▶ PROBLEM
Would you retype the whole listing verbatim, keeping pictures out of it?
(INFORMATION SHOWN)
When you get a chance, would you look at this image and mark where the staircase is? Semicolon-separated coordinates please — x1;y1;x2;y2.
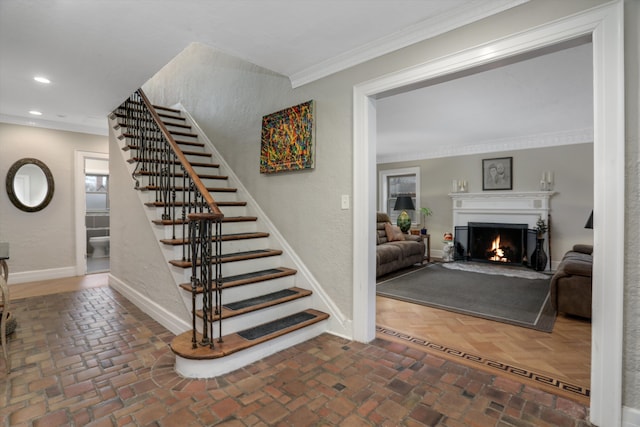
110;90;329;378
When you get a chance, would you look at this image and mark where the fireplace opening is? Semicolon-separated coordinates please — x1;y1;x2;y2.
468;222;528;265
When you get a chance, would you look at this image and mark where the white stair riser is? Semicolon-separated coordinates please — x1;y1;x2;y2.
162;237;269;260
172;255;283;283
203;297;312;336
175;320;327;378
146;203;245;219
154;221;259;240
189;275;296;310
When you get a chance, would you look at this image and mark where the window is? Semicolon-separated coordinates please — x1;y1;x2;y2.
379;167;420;225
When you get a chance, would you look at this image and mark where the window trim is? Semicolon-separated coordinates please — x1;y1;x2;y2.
378;167;420;226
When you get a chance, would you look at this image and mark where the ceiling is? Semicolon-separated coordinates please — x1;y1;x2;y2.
0;0;592;163
0;0;527;136
376;39;594;163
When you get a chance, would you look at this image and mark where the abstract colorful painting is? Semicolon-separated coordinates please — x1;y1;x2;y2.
260;100;315;173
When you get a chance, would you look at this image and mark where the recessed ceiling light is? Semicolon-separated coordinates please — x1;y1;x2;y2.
34;76;51;84
29;110;43;116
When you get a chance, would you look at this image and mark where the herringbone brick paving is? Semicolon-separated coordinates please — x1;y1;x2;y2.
0;286;593;426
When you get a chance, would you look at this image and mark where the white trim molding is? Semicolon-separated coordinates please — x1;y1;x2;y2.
353;3;624;426
290;0;529;87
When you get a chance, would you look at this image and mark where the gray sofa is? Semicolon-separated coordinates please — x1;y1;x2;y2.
376;212;425;277
550;244;593;319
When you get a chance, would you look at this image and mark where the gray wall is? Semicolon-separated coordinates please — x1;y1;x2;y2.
378;143;594;266
0;123;108;278
624;0;640;410
133;0;639;410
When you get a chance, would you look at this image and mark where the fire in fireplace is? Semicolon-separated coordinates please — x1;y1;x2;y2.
468;222;528;265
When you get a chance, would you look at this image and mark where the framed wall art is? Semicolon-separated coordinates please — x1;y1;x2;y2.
482;157;512;190
260;100;315;174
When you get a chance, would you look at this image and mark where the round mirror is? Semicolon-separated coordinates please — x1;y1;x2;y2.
6;158;55;212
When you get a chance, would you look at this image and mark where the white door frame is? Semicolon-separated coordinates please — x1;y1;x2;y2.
74;150;109;276
352;3;624;426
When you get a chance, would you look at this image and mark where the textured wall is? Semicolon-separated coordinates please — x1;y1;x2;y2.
138;1;638;406
624;0;640;409
143;43;355;317
0;123;108;276
108;128;190;322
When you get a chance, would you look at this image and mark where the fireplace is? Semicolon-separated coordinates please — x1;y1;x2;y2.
450;191;555;267
454;223;538;266
468;222;528;264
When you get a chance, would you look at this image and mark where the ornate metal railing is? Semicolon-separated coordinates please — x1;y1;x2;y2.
115;89;223;349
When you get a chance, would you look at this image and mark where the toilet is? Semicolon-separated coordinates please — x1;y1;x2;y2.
89;236;110;258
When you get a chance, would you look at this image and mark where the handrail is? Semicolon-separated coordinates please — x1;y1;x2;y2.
137;89;223;219
115;90;224;351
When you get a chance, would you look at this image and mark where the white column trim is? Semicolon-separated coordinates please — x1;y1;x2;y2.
352;3;624;426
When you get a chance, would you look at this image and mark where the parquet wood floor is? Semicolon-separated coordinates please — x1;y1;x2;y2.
376;294;591;392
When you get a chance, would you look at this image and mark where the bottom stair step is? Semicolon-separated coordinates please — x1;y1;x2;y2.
170;309;329;360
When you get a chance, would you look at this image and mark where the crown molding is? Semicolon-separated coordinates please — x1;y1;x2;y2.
0;114;108;136
290;0;529;88
376;127;593;164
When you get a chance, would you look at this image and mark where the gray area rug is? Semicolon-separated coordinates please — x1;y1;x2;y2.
377;263;556;332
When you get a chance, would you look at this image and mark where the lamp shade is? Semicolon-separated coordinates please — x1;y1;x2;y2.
584;211;593;229
393;195;415;211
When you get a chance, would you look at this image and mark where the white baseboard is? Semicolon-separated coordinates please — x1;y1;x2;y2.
624;406;640;427
108;274;190;335
8;266;77;284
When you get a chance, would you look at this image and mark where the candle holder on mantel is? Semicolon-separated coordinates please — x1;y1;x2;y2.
540;171;554;191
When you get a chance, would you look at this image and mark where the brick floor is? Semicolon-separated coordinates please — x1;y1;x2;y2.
0;287;594;426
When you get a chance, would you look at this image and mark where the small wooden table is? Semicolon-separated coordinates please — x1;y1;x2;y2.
410;230;430;261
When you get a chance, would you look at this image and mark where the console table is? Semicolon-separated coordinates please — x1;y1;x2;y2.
0;255;10;373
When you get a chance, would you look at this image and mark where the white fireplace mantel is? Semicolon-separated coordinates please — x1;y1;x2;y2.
450;191;555;230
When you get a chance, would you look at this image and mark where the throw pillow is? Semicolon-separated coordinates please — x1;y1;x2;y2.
384;223;405;242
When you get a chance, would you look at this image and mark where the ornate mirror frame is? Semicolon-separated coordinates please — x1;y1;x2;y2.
5;158;55;212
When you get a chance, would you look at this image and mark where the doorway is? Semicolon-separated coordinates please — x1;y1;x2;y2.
75;151;109;275
353;4;624;426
(End INFORMATION SHOWN)
▶ WRITTEN ANSWER
When you get a chance, would you look at this image and mark where the staircase is? Semicolon-separated coordinates please — x1;y1;x2;y2.
110;90;329;378
When you get a chance, would you look at this image and mark where the fireplace opening is? Semicolon-separated coordinates please — x1;y1;x2;y2.
468;222;528;265
When you get a chance, would you look at this image and mark where the white stair riser is? Semicolon-separated coordinates please — x1;y1;x2;y2.
162;237;269;260
172;255;283;283
203;297;312;336
175;320;327;378
146;203;245;219
154;221;259;240
189;275;296;310
When you get a chance, would you look at this image and mark where the window is? Semicolon-separated coordinates please — x1;y1;x2;y2.
379;167;420;225
When you get a chance, would you look at this image and mark where the window trim is? Semicolon-separated coordinates please — x1;y1;x2;y2.
378;167;420;226
When you get a chance, would you look at this image and mark where the ceiling is? Semicolon-separated coordinates please — x1;y1;x2;y2.
0;0;592;163
0;0;527;136
376;39;594;163
When you get a chance, would you look at this image and mark where the abstract colorful painting is? Semicolon-separated coordinates please — x1;y1;x2;y2.
260;100;315;173
When you get a chance, would you look at this image and mark where the recessed ceiling light is? Semicolon-separated coordinates please — x1;y1;x2;y2.
34;76;51;84
29;110;43;116
When you get a chance, would you look at this image and mark where the herringbone brick paving is? Semicolon-separated coordinates please — x1;y1;x2;y2.
0;286;593;426
When you get a chance, would you look at this image and mark where the white trim molding is? Semicolon-separated coordinates please — x1;y1;x2;y2.
353;3;624;426
290;0;529;87
When you get a chance, would you look at this image and mark where the gray sofa is? Semicolon-separated coordinates please — x1;y1;x2;y2.
376;212;425;277
550;244;593;319
When you get a chance, would you look at this image and mark where the gray wall is? Semicolon-separated coordinates please — x1;y1;x2;y2.
378;143;594;266
0;123;108;278
624;0;640;410
133;0;639;410
When you get a chance, would you look at this image and mark where the fire in fireplace is? Semicolon-separated coordinates please — x1;y1;x2;y2.
468;222;528;265
When you get a chance, would you look at this image and mark where the framed wall art is? Semicolon-separated coordinates please — x1;y1;x2;y2.
482;157;512;190
260;100;315;174
When you get a chance, would you look at this image and mark where the round mirror is? Semicolon-separated coordinates please — x1;y1;x2;y2.
6;158;55;212
When you get a chance, would you look at this image and mark where the white door frame is? Semicolon-separated coordinates please — x1;y1;x2;y2.
74;150;109;276
352;3;624;426
When you get a chance, would you look at this image and mark where the textured wall is? Semicolon-separated coordinates please — x1;y1;x2;y2.
138;1;638;406
624;0;640;409
143;43;355;317
0;123;108;276
108;128;190;322
When you get a chance, would you look at this image and mark where the fireplace is? Semicolon-separated coordinates please — x1;y1;x2;y2.
450;191;555;267
454;223;538;266
468;222;528;264
When you get a chance, would you look at this image and mark where the ornate metal railing is? Semicolon-separated coordinates please — x1;y1;x2;y2.
115;89;223;349
When you get a chance, would you look at this image and mark where the toilet is? Semicolon-separated coordinates please — x1;y1;x2;y2.
89;236;110;258
When you get a chance, would you look at this image and mark where the handrail is? Semicolon-separated coordinates please — x1;y1;x2;y2.
137;89;223;219
115;90;224;351
When you get a chance, would you look at this image and mark where the white column trim is? Semicolon-separated coordinates please — x1;y1;x2;y2.
352;3;624;426
When you get a chance, would you look at this image and mark where the parquet wood floor is? Semicolon-separated coordinates please — x1;y1;x2;y2.
376;294;591;392
When you get a chance, would you look at this image and mark where the bottom stair step is? Semicolon-separated coordinates please — x1;y1;x2;y2.
170;309;329;360
When you get a chance, would you look at this image and mark where the crown molding is? Semicolon-separated coordinates please — x1;y1;x2;y2.
0;114;108;136
290;0;529;88
376;127;593;164
When you get a chance, would you look at this image and mark where the gray area rug is? Semicolon-separated coordinates please — x1;y1;x2;y2.
377;263;556;332
When you get a chance, would you look at this image and mark where the lamp shade is? Semicolon-separated coordinates please — x1;y1;x2;y2.
584;211;593;229
393;195;415;211
When you get a chance, would you look at this image and mark where the white baseboard is? Semicolon-separated coordinates please — x1;y1;x2;y2.
624;406;640;427
108;274;190;335
8;266;77;284
When you get a chance, would you look at this image and mark where the candle holder on mantel is? Semicolon-separated coordinates please — x1;y1;x2;y2.
540;171;554;191
When you get a chance, would you look at this image and mark where the brick floor is? Semicolon-separated coordinates please — x1;y1;x2;y2.
0;287;594;426
When you get a chance, would you look at this image and mark where the small wooden table is? Semicolon-separated coordinates please — x1;y1;x2;y2.
410;230;430;261
When you get a chance, would you look at this image and mark where the console table is? Semicolon-separated coordinates please — x1;y1;x2;y2.
0;255;10;373
When you get a chance, would you look at this image and mark where the white fireplace mantel is? Semicolon-separated coordinates please — x1;y1;x2;y2.
450;191;555;230
When you get a chance, would you look at this image and mark where the throw pillow is? Semicolon-separated coordinates please — x1;y1;x2;y2.
384;223;405;242
When you get a chance, would you look at this image and mark where the ornate mirror frame is? Semicolon-separated coordinates please — x1;y1;x2;y2.
5;158;55;212
When you get a chance, would you look at this image and mark where the doorway is? Semicolon-separated coordinates please — x1;y1;x2;y2.
75;151;109;275
353;4;624;426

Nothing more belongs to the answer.